▸ **Directive 1**
In the biography of Finnish singer Mira Kunnasluoto, how long did she attend Kuusankoski nursing college before dropping out?

▸ **Quoted passage**

* start *

Mira Johanna Kunnasluoto born (13 January 1974 in Elimäki, Finland) is a Finnish singer. She first came to fame as a tango singer; now her repertoire includes evergreens and Finnish pop.

Biography 
She is the second youngest of four sisters. Her parents divorced when she was only 3. Young, she played guitar and sung at home. Arja Koriseva and Eija Kantola were her favorite Finnish singers, and Kim Wilde, Paul Young, and Madonna her favorite international singers.

After leaving school, she attended Kuusankoski nursing college, but dropped out after six months. She started catering college but also dropped out. She trained briefly as a florist, abandoned it after four months, and started to participate in singing competitions. In 1999 she took part in the Radio Stars competition, the Stage Stars, and the Finland Stars. Modest success in these encouraged her to try for the prestigious Tangomarkkinat.

* end *

▸ **Data for the task**
* start *

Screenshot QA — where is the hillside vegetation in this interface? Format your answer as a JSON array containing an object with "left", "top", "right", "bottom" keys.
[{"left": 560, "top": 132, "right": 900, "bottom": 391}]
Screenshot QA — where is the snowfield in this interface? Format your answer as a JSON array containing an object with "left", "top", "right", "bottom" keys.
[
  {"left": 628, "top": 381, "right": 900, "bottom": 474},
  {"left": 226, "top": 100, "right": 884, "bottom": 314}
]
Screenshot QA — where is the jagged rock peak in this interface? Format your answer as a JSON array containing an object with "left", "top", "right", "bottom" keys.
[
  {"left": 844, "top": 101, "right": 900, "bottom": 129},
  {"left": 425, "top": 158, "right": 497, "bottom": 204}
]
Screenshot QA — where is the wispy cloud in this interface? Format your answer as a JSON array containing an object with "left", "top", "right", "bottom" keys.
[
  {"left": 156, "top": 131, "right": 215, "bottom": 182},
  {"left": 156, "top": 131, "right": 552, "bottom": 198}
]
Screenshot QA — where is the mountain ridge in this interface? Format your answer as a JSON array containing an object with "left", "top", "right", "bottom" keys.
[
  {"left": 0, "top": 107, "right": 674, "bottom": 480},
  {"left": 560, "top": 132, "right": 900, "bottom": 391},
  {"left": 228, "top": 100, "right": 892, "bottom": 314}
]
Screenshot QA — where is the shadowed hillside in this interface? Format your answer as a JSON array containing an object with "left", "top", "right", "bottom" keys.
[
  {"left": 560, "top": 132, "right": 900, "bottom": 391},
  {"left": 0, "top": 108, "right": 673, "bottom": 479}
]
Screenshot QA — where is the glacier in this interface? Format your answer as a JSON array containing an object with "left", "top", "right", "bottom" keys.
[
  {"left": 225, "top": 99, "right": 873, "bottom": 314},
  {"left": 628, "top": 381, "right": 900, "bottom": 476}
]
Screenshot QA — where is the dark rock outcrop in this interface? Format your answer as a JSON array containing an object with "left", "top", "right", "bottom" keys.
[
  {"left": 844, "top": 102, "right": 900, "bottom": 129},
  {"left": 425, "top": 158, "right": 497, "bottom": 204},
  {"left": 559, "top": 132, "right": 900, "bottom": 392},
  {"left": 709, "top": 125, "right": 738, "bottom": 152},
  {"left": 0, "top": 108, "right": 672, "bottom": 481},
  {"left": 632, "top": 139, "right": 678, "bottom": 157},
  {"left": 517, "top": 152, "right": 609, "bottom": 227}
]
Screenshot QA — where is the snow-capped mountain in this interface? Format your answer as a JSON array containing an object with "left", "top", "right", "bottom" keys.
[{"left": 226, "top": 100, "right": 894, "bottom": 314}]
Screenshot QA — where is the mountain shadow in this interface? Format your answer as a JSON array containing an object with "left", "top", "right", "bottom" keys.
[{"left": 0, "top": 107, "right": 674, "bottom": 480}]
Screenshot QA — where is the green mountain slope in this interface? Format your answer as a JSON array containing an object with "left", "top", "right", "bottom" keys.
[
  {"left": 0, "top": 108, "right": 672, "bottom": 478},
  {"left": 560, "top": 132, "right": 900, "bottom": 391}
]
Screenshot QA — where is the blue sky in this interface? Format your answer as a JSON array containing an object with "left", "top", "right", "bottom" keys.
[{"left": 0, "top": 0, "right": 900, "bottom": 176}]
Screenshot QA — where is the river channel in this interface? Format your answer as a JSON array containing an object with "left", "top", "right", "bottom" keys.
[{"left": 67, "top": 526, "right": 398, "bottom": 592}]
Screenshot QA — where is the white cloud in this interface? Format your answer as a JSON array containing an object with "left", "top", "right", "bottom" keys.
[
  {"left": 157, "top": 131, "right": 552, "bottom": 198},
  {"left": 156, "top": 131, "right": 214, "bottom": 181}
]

* end *

▸ **Directive 2**
Copy the listing word for word, starting at the line that contains "Screenshot QA — where is the white" and continuing through the last line of the listing.

▸ **Written solution 1**
Six months.

▸ **Written solution 2**
Screenshot QA — where is the white cloud in this interface? Format your answer as a JSON array containing an object with "left", "top", "right", "bottom" keys.
[
  {"left": 157, "top": 131, "right": 552, "bottom": 198},
  {"left": 156, "top": 131, "right": 214, "bottom": 181}
]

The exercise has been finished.